— START Entries provided —

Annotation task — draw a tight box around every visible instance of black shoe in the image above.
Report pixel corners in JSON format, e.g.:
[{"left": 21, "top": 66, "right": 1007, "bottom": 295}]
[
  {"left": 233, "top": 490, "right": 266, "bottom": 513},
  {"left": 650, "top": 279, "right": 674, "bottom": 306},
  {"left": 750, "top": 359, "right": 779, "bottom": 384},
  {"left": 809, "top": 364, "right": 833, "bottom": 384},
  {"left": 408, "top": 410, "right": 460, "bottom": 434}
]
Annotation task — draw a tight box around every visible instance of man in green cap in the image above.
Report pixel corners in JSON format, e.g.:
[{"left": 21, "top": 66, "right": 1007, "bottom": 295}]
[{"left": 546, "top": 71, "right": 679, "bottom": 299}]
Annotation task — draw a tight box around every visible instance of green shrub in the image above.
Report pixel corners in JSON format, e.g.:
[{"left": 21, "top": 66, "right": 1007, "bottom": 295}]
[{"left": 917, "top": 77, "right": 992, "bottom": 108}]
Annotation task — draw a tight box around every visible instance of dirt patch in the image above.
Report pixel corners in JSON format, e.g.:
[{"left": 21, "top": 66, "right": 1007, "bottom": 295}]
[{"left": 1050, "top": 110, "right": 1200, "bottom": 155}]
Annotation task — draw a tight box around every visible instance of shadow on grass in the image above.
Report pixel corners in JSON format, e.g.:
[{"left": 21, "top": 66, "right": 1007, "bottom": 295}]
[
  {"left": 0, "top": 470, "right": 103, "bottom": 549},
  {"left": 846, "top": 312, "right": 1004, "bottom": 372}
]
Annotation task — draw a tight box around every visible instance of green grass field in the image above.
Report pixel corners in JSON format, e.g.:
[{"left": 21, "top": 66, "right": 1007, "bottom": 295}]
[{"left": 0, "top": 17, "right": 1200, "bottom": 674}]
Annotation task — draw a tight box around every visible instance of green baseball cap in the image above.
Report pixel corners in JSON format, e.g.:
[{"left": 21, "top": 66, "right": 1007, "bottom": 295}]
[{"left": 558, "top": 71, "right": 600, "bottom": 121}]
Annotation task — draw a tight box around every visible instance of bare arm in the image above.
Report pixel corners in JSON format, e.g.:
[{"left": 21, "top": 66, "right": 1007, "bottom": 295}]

— END Entries provided —

Work required: Reproduce all of the entries above word for word, line by line.

Completed task:
Annotation task — draw a tight box around every visible instance of black shoe in the image above.
Report pixel corners in JSON format, e.g.:
[{"left": 21, "top": 66, "right": 1007, "bottom": 295}]
[
  {"left": 233, "top": 490, "right": 266, "bottom": 513},
  {"left": 650, "top": 279, "right": 674, "bottom": 306},
  {"left": 750, "top": 359, "right": 779, "bottom": 384},
  {"left": 809, "top": 364, "right": 833, "bottom": 384},
  {"left": 408, "top": 410, "right": 460, "bottom": 434}
]
Annotation task — draw a tight box around every visible instance of man in green cap in the image above.
Report pixel corners in JSON format, e.g.:
[{"left": 21, "top": 66, "right": 1007, "bottom": 295}]
[{"left": 546, "top": 71, "right": 679, "bottom": 299}]
Annotation task — draw a tight box around every visible instance of green shrub in the image above.
Report pixel corners in JSON format, e.g.:
[{"left": 21, "top": 66, "right": 1007, "bottom": 295}]
[{"left": 917, "top": 77, "right": 992, "bottom": 108}]
Annotation task — draw a tight box around every visible instance of dirt patch in the image above.
Report pixel corners in JSON format, e.g.:
[{"left": 21, "top": 66, "right": 1007, "bottom": 295}]
[{"left": 1050, "top": 110, "right": 1200, "bottom": 155}]
Annotation task — draw a tight box around every visible instance of shadow on grass in the image above.
Report pixel corners in JSON format, e.g.:
[{"left": 21, "top": 66, "right": 1007, "bottom": 295}]
[
  {"left": 0, "top": 470, "right": 103, "bottom": 549},
  {"left": 846, "top": 312, "right": 1004, "bottom": 372}
]
Annotation task — draw a tight box around every visible instance of green grass field in the image above.
Report pixel corners in JSON format, e.g.:
[{"left": 21, "top": 66, "right": 1007, "bottom": 295}]
[{"left": 0, "top": 17, "right": 1200, "bottom": 674}]
Annotation task — draw a tight box around every visible instance of green baseball cap in the image above.
Report pixel corners in JSON format, e.g.:
[{"left": 21, "top": 66, "right": 1007, "bottom": 295}]
[{"left": 558, "top": 71, "right": 600, "bottom": 121}]
Annotation task — draw a tight box around every visible instance of bare arm in the image above.
Report pixel corners in JSON format, e.g.:
[{"left": 21, "top": 66, "right": 1007, "bottom": 295}]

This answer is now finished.